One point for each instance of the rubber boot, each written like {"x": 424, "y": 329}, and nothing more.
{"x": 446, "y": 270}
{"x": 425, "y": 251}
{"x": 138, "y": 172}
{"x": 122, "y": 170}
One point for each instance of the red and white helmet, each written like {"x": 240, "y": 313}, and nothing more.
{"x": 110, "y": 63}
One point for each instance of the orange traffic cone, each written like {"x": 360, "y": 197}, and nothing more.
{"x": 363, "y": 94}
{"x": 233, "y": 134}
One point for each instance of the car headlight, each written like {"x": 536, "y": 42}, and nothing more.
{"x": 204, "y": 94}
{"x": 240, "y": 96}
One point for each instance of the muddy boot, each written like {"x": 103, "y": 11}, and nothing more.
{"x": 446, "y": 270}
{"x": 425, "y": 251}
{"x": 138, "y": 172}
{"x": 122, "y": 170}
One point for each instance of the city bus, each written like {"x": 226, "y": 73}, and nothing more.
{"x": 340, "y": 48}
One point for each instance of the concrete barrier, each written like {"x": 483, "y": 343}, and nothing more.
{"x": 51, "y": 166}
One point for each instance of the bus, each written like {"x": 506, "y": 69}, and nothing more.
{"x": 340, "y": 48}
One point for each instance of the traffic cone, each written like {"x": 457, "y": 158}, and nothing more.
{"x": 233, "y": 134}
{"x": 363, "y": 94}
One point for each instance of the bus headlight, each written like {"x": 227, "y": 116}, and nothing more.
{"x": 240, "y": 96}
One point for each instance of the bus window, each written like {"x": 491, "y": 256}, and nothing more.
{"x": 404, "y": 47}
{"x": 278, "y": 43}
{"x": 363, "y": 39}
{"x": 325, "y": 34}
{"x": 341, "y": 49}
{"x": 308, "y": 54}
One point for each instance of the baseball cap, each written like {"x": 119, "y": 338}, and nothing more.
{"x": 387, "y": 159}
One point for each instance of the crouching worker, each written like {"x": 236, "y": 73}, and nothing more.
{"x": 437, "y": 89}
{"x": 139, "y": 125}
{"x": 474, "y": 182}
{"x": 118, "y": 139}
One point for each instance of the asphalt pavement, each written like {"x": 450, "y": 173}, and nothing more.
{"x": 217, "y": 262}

——

Copy out the material above in its entirety, exactly.

◆ **RESPONSE TO THIS TASK**
One point for each instance of the rubber boot, each written like {"x": 424, "y": 329}, and nothing more.
{"x": 446, "y": 270}
{"x": 425, "y": 251}
{"x": 138, "y": 172}
{"x": 122, "y": 170}
One point for each instance of the red and white helmet, each written like {"x": 240, "y": 313}, and nothing more.
{"x": 110, "y": 63}
One point for each instance of the orange traffic cone, each written like {"x": 360, "y": 197}, and nothing more.
{"x": 363, "y": 94}
{"x": 233, "y": 134}
One point for each instance of the car headlight, each written like {"x": 536, "y": 42}, and nothing more.
{"x": 204, "y": 94}
{"x": 240, "y": 96}
One point for each instance of the muddy boot, each written like {"x": 103, "y": 11}, and nothing more.
{"x": 446, "y": 270}
{"x": 425, "y": 251}
{"x": 138, "y": 172}
{"x": 122, "y": 170}
One point for each instance of the city bus, each written like {"x": 226, "y": 73}, and nothing more.
{"x": 340, "y": 48}
One point for each instance of the concrete barrier, each written like {"x": 483, "y": 343}, and nothing more.
{"x": 51, "y": 166}
One point for each instance of the bus, each written like {"x": 506, "y": 69}, and nothing more.
{"x": 340, "y": 48}
One point for each instance of the traffic cone, each written like {"x": 457, "y": 158}, and nothing more.
{"x": 233, "y": 134}
{"x": 363, "y": 94}
One point for each instance of the bus headlight, each written like {"x": 227, "y": 116}, and nothing more.
{"x": 240, "y": 96}
One point for each instance of the bus window, each written like {"x": 491, "y": 256}, and nothing more.
{"x": 404, "y": 47}
{"x": 278, "y": 43}
{"x": 363, "y": 39}
{"x": 325, "y": 34}
{"x": 341, "y": 49}
{"x": 308, "y": 54}
One point for each instance of the baseball cap, each written like {"x": 119, "y": 338}, and nothing more.
{"x": 387, "y": 159}
One point for each instance of the crouching worker, each written like {"x": 236, "y": 73}, and nothing more.
{"x": 437, "y": 89}
{"x": 139, "y": 125}
{"x": 474, "y": 182}
{"x": 118, "y": 139}
One point for each instance of the asphalt pavement, each written like {"x": 450, "y": 173}, and nothing more.
{"x": 217, "y": 262}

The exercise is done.